### What you are asked to do
Convert the data from the line with "Reviewer note: confirm that each instance of the green" up to and including the line with "[(579, 278)]" into a JSON list of strings, one string per line, leaving out any blank lines.

### Records for processing
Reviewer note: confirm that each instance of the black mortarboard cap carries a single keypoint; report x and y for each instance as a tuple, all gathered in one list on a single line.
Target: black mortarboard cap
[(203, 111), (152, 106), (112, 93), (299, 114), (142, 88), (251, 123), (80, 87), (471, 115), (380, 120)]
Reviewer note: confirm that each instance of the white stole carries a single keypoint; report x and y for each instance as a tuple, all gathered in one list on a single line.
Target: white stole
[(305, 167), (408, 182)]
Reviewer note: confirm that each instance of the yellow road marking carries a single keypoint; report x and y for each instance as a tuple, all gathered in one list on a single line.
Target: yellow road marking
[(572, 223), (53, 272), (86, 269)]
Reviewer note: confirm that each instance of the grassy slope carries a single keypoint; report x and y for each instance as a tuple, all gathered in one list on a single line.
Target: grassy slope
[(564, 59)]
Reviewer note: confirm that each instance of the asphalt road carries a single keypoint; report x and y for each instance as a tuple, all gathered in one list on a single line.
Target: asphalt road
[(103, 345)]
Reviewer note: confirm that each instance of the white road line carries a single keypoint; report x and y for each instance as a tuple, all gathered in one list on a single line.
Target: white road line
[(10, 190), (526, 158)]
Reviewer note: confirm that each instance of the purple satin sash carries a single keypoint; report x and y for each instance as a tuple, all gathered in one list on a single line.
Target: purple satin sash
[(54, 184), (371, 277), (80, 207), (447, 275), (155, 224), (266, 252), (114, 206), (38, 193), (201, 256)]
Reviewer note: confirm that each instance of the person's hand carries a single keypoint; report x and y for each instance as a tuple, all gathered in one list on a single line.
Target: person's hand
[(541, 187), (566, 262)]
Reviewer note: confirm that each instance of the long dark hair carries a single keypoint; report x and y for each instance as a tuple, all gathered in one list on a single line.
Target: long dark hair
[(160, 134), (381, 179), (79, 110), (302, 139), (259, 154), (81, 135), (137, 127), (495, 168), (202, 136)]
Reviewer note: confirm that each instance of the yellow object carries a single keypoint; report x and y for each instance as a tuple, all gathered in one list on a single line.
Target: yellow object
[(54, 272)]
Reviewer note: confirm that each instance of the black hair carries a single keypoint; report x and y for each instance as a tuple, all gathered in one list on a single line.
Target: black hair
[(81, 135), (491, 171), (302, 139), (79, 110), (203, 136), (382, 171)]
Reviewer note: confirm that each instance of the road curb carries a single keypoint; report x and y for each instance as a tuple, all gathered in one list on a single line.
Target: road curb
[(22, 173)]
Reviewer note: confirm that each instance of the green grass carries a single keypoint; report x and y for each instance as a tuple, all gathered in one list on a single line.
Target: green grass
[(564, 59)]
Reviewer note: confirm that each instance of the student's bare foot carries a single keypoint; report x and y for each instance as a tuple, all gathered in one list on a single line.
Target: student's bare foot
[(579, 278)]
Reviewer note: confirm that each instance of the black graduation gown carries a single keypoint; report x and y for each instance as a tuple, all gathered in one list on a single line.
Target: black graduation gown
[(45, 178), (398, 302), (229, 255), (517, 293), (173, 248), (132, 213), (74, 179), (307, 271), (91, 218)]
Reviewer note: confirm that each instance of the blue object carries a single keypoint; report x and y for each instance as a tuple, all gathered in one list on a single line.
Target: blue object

### Written answer
[
  "Reviewer note: confirm that each instance of the green grass carries a single keypoint; report x and y for each instance as a tuple, all gathered in one list on a single line.",
  "Target: green grass",
  "[(564, 59)]",
  "Reviewer note: confirm that each instance of the student's bare foot carries a single keypoint; report x and y for each instance as a tuple, all gathered in one list on a single line.",
  "Target: student's bare foot",
  "[(579, 278)]"
]